## Testo proposto
>>>

Nell’ambito della giornata di protesta nazionale, con iniziative in 100 città italiane “Noi non ci fermiamo! Rilanciare il settore delle costruzioni per rilanciare il paese”, a Messina si è svolto un presidio di lavoratori edili, una cui delegazione è stata ricevuta dal signor Prefetto unitamente ai segretari generali provinciali della Feneal Uil, Filca Cisl e Fillea Cgil, Pasquale De Vardo, Giuseppe Famiano, Enzo Cocivera.
“A Messina – scrivono in una nota i segretari delle tre categorie – la crisi del settore delle costruzioni (edilizia, lapidei, laterizi, marmo, legno) ha raggiunto cifre impressionanti, dal 2008 ad oggi si è registrato un calo di oltre 15.000 lavoratori.

<<<

## Materiale di lavoro
>>>

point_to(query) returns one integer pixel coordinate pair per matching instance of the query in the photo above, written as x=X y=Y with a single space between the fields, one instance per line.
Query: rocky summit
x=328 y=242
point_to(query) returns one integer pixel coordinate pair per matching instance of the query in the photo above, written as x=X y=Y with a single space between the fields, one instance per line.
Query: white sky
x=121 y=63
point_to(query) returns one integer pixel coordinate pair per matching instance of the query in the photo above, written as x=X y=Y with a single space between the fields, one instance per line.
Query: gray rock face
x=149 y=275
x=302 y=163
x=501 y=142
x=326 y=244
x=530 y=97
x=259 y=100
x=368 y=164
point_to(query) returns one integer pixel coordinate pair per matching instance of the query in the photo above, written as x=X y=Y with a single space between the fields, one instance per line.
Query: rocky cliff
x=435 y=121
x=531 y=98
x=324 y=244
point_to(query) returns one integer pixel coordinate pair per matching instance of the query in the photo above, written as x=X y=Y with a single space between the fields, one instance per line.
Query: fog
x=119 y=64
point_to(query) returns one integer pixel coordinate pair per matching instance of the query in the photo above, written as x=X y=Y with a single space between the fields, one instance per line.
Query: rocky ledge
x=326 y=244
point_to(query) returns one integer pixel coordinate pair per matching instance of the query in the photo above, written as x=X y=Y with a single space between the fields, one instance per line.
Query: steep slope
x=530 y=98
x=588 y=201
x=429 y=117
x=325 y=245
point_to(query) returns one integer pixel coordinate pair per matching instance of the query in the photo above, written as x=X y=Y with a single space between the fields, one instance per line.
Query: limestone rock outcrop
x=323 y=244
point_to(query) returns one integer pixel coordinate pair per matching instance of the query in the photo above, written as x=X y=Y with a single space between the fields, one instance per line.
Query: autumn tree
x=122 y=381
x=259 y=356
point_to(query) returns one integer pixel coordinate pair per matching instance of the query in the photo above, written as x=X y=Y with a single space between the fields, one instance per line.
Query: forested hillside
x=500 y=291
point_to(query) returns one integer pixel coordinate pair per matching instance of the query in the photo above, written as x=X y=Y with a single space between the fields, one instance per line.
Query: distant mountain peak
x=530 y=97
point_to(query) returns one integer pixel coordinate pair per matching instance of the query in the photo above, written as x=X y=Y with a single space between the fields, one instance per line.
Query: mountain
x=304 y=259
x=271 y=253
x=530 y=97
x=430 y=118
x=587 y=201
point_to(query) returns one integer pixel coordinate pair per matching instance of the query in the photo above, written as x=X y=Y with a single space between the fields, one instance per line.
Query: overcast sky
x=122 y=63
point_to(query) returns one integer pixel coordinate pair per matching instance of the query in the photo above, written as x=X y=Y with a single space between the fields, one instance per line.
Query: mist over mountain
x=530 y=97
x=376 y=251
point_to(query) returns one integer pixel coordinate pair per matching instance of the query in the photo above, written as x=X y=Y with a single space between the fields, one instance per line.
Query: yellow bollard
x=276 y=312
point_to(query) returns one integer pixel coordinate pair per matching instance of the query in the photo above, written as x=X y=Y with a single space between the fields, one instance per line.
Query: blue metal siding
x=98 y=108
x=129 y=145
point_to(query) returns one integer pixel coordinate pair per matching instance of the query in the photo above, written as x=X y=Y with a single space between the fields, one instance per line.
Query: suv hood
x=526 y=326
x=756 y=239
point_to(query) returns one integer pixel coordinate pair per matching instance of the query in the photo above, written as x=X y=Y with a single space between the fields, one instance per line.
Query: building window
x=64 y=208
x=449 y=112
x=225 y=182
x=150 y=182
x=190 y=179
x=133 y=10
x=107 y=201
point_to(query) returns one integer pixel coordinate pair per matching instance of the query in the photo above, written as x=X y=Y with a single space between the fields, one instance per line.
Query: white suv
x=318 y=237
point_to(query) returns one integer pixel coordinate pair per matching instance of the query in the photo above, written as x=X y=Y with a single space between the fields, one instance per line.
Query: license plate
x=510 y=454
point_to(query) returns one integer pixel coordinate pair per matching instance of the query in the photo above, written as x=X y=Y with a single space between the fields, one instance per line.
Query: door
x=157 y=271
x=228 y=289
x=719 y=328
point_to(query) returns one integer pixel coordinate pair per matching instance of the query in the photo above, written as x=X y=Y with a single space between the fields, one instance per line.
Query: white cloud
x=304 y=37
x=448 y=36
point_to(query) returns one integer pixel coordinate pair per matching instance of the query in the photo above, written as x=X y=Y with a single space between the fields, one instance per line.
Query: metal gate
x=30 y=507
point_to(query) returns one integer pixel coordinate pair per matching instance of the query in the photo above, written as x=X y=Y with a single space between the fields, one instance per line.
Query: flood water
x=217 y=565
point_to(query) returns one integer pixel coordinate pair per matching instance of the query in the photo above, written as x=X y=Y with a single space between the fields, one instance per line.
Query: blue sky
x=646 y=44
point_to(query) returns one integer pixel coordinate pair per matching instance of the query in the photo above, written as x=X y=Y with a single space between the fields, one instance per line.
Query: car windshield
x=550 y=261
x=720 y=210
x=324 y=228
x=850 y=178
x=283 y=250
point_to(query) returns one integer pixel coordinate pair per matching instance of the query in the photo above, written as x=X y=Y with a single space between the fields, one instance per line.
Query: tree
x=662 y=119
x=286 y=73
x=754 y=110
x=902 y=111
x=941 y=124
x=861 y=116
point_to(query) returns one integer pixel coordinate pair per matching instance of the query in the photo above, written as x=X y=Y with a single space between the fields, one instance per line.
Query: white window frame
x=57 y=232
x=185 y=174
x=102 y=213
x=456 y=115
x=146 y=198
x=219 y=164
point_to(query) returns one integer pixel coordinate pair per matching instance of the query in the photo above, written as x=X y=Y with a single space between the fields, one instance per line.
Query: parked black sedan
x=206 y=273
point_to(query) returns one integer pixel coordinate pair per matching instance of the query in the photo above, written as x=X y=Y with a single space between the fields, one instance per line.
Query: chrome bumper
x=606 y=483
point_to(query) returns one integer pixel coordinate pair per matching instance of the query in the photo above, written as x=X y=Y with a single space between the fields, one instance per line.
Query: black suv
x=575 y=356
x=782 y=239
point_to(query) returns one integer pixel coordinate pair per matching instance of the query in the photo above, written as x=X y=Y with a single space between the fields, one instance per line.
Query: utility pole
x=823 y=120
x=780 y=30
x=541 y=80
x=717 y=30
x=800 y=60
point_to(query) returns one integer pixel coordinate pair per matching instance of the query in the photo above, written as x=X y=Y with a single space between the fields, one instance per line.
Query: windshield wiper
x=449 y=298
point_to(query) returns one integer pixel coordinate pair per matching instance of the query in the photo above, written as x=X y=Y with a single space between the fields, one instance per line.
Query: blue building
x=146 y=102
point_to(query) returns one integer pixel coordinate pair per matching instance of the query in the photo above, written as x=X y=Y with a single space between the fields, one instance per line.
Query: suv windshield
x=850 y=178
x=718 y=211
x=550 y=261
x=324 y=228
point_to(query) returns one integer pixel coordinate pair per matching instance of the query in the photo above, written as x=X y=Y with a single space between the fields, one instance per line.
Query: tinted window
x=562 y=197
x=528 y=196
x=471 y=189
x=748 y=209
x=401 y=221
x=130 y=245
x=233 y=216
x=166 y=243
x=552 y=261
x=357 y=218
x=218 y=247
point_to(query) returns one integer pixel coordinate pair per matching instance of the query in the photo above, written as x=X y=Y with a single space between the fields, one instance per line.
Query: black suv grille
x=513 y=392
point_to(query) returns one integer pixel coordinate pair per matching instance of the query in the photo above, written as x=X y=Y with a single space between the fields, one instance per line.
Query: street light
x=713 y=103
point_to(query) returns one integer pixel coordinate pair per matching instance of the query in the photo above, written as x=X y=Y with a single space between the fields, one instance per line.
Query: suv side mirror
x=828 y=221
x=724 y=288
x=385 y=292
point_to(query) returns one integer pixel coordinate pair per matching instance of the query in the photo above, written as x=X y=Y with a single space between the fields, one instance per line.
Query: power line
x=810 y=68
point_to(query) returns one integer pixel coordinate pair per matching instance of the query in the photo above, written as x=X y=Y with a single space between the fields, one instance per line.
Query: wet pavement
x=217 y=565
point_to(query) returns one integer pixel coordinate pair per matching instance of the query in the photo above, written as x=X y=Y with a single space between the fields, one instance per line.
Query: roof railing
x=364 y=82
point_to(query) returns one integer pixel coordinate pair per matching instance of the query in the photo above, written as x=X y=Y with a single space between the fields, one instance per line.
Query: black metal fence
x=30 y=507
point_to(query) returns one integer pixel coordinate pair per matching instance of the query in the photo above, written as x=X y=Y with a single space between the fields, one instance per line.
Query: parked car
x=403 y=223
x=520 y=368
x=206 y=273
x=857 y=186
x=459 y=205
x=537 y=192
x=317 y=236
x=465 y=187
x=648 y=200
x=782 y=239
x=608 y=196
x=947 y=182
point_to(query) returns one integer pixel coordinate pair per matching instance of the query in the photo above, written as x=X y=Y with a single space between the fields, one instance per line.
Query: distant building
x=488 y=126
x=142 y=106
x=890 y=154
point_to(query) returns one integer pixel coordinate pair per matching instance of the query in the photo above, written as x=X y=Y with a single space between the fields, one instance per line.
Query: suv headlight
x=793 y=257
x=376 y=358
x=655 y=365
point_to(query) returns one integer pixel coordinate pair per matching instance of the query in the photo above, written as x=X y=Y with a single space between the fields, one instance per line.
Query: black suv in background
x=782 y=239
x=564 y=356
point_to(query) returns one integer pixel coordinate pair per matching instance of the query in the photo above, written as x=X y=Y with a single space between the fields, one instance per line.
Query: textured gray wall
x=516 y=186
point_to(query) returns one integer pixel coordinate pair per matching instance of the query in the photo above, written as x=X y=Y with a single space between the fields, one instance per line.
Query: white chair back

<<<

## Istruzioni
1 > Restituisci, senza alcuna modifica, il tratto dell'articolo sul presidio degli edili a Messina che va da "Nell’ambito della giornata" giù fino a "Famiano, Enzo Cocivera.".
2 > Riscrivi i record dal loro inizio giù fino alla riga che contiene "x=368 y=164", quest'ultima compresa, sostituendo "photo" con "image" e lasciando invariato tutto il resto. Riporta soltanto queste righe.

## Risposte
1 >
Nell’ambito della giornata di protesta nazionale, con iniziative in 100 città italiane “Noi non ci fermiamo! Rilanciare il settore delle costruzioni per rilanciare il paese”, a Messina si è svolto un presidio di lavoratori edili, una cui delegazione è stata ricevuta dal signor Prefetto unitamente ai segretari generali provinciali della Feneal Uil, Filca Cisl e Fillea Cgil, Pasquale De Vardo, Giuseppe Famiano, Enzo Cocivera.

2 >
point_to(query) returns one integer pixel coordinate pair per matching instance of the query in the image above, written as x=X y=Y with a single space between the fields, one instance per line.
Query: rocky summit
x=328 y=242
point_to(query) returns one integer pixel coordinate pair per matching instance of the query in the image above, written as x=X y=Y with a single space between the fields, one instance per line.
Query: white sky
x=121 y=63
point_to(query) returns one integer pixel coordinate pair per matching instance of the query in the image above, written as x=X y=Y with a single space between the fields, one instance per line.
Query: gray rock face
x=149 y=275
x=302 y=163
x=501 y=142
x=326 y=244
x=530 y=97
x=259 y=100
x=368 y=164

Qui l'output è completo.